____ Recorded data
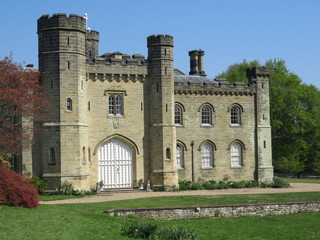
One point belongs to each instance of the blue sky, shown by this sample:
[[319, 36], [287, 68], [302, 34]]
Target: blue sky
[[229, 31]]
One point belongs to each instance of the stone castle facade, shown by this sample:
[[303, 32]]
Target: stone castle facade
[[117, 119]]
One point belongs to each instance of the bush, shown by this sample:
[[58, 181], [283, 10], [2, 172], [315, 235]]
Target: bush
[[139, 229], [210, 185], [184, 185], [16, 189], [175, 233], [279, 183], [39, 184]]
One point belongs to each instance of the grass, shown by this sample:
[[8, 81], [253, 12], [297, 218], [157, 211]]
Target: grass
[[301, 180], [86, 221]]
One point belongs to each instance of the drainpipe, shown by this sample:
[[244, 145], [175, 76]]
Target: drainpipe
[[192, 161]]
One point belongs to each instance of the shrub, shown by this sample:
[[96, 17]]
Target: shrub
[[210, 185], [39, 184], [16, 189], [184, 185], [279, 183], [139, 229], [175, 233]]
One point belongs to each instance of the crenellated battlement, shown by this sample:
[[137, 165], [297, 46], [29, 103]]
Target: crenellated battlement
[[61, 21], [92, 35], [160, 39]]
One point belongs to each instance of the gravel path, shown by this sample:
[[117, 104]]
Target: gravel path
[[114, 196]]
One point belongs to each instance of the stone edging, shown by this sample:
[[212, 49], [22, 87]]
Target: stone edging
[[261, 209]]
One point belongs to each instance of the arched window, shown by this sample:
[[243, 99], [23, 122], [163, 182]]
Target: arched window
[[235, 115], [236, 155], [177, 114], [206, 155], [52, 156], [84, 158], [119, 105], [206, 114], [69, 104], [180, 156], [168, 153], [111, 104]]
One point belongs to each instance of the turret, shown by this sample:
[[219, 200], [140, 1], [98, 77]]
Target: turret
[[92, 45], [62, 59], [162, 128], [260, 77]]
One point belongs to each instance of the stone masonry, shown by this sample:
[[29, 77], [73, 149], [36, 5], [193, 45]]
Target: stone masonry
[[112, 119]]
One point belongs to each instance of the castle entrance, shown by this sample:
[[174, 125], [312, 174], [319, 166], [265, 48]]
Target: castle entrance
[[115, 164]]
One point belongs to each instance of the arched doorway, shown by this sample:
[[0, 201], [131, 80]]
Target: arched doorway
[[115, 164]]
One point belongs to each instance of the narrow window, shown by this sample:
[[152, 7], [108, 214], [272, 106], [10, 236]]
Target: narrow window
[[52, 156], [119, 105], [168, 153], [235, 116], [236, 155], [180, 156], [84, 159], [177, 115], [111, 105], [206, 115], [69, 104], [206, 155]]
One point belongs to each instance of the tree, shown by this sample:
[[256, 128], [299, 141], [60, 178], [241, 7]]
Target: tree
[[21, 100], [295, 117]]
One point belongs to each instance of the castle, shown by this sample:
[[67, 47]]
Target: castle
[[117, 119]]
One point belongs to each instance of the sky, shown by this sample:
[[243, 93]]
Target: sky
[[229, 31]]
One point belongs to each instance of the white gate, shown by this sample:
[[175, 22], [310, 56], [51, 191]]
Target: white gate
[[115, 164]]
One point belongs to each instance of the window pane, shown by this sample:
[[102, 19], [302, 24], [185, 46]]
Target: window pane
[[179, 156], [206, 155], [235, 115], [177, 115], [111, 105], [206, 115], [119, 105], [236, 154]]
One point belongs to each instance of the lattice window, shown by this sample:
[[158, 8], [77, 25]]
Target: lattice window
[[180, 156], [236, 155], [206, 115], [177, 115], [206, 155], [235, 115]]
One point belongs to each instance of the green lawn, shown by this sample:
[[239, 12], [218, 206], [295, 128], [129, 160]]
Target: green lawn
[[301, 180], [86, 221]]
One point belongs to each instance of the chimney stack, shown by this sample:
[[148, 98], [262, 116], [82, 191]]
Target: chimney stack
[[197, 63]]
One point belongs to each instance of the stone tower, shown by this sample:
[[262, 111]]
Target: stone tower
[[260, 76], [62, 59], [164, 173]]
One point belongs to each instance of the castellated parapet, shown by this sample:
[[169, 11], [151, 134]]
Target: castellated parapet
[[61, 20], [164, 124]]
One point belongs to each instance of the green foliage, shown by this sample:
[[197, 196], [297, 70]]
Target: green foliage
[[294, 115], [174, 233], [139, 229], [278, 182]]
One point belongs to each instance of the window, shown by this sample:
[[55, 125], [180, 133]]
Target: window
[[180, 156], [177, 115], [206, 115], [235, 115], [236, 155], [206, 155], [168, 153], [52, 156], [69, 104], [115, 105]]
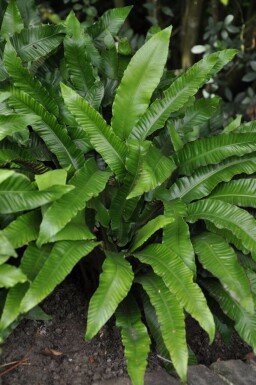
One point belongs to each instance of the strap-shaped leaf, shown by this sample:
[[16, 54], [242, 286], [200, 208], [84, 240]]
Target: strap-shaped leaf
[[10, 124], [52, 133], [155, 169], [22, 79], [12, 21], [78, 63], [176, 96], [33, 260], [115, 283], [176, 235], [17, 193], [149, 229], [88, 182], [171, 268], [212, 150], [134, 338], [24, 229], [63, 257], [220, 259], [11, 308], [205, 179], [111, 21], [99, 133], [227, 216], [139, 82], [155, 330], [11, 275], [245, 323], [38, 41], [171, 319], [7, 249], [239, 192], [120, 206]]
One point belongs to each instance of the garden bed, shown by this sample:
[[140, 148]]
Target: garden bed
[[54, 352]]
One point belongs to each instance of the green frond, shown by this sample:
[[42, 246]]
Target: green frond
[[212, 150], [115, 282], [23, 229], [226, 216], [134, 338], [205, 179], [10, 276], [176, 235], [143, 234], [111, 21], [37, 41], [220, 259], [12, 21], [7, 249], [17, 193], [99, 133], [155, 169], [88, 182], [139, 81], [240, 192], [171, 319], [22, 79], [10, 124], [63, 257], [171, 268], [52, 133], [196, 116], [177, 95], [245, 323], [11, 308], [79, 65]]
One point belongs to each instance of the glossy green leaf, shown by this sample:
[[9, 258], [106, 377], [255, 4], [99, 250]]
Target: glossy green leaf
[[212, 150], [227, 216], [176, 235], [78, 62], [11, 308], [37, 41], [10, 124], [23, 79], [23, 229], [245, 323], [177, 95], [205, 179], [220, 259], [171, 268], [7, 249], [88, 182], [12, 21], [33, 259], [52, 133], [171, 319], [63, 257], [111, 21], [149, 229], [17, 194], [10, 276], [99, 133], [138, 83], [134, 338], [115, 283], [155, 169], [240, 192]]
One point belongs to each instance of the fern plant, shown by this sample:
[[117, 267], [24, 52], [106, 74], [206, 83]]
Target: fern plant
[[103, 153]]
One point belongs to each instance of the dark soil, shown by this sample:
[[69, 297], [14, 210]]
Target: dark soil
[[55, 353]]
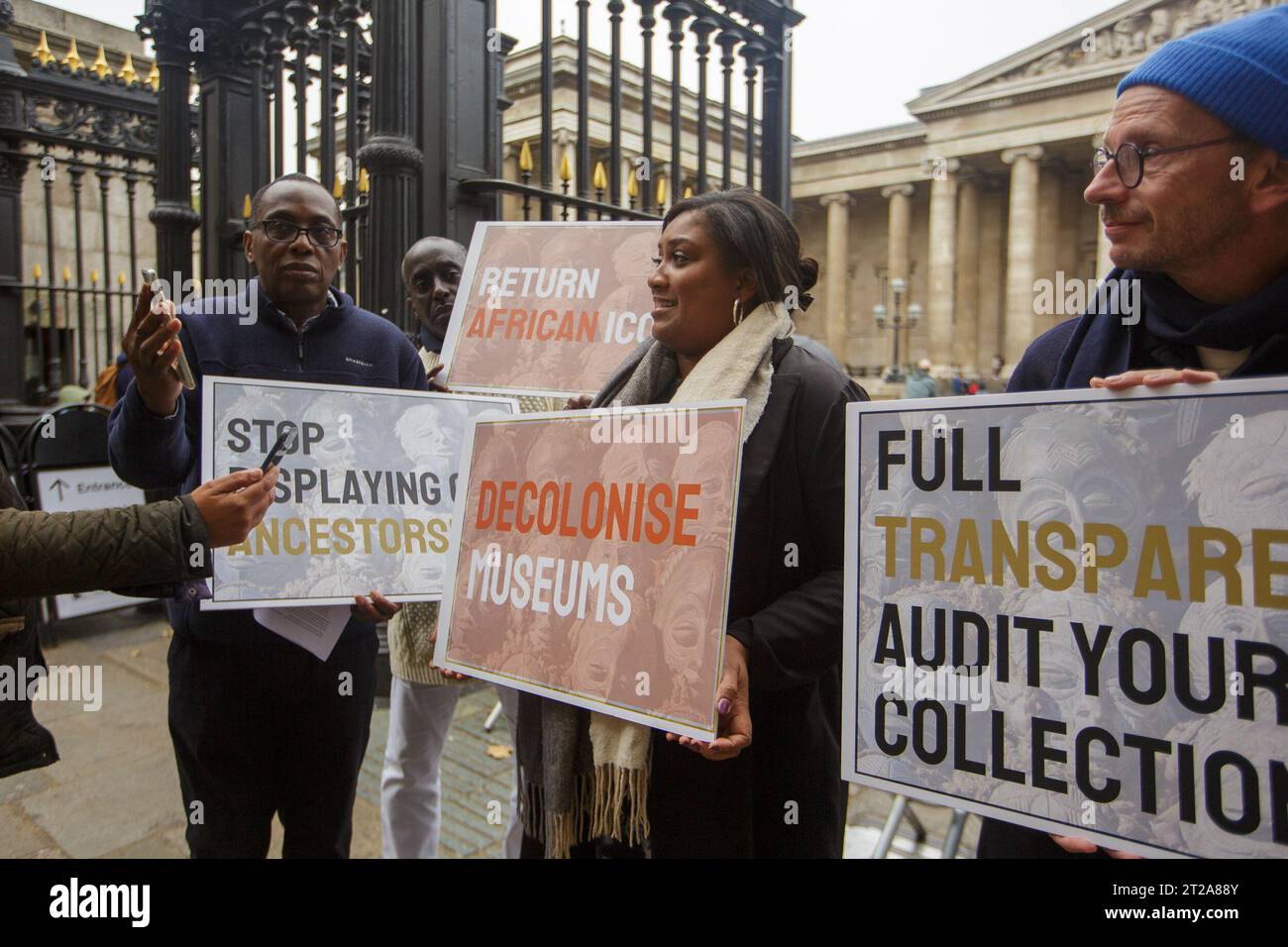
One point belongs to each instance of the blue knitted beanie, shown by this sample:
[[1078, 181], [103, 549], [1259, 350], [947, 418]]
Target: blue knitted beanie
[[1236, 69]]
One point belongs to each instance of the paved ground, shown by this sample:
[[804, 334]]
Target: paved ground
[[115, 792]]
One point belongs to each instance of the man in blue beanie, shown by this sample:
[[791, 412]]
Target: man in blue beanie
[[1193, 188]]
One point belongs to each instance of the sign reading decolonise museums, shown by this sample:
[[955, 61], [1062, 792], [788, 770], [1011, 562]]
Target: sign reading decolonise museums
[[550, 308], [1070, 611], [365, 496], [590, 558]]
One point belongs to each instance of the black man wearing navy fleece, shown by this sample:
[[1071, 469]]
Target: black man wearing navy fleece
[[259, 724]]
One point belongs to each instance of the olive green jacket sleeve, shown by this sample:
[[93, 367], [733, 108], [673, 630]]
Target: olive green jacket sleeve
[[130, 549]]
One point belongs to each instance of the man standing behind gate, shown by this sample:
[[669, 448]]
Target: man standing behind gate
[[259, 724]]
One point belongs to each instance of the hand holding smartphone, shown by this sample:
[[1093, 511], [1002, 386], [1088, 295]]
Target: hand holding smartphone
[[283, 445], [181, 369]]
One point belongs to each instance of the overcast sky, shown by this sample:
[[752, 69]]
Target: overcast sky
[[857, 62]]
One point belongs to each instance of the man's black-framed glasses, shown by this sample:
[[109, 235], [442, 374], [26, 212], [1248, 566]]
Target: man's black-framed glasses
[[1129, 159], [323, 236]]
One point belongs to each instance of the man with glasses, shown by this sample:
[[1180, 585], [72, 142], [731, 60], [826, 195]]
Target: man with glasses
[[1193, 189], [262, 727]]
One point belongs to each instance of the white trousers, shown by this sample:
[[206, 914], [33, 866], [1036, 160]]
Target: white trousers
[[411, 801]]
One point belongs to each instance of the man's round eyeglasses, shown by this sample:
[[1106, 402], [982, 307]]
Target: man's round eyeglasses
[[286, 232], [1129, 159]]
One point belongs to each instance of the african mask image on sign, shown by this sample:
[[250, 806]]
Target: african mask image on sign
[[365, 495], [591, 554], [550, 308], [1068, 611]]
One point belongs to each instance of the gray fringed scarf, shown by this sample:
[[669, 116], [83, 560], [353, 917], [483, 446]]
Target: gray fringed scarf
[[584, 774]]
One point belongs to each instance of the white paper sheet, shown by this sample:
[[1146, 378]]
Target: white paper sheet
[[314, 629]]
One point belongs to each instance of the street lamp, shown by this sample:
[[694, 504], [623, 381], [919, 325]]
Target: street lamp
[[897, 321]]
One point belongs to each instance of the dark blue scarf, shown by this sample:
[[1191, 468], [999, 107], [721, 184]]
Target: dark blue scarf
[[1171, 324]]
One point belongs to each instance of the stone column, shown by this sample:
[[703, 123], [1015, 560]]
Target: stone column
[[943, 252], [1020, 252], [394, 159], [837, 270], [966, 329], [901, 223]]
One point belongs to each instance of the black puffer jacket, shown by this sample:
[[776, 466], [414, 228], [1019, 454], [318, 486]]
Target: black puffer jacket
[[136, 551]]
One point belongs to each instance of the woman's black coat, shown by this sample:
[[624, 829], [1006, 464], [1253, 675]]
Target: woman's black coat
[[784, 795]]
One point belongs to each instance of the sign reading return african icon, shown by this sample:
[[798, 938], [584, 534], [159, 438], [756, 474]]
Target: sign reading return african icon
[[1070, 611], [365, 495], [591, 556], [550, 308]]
________
Nothing but the exact lines of the data above, from the line containing "One point belongs to each instance of the street" through the last, should appear in the answer.

Response to the task →
One point belongs to each instance of the street lamp, shown by this sample:
[[694, 504], [623, 381], [919, 325]]
Target: street lamp
[[897, 321]]
One point belongs to each instance of the dark blue scarf, shown by this sample:
[[1191, 468], [999, 107], [721, 184]]
Target: dark blue scarf
[[1171, 324]]
One point belongs to each instance of the stone column, shown by this sample:
[[703, 123], [1015, 560]]
Target: stone column
[[943, 252], [1020, 252], [394, 159], [837, 270], [966, 329], [901, 223]]
One point belongs to each instance of the black puffer jacket, shown by this sample:
[[776, 466], [414, 228], [1019, 454], [318, 486]]
Target: black puffer jacket
[[136, 551]]
One point belongs to each instance of the woman's black coat, shown by this sample:
[[624, 829], [1006, 464], [1253, 675]]
Target: woman's black coat
[[784, 795]]
One point belongs to each instance of the sign reading return african icon, shown by this sample:
[[798, 938], [584, 534], [159, 438], [756, 474]]
Target: sign reading return african icon
[[1070, 611], [365, 495], [591, 556], [550, 308]]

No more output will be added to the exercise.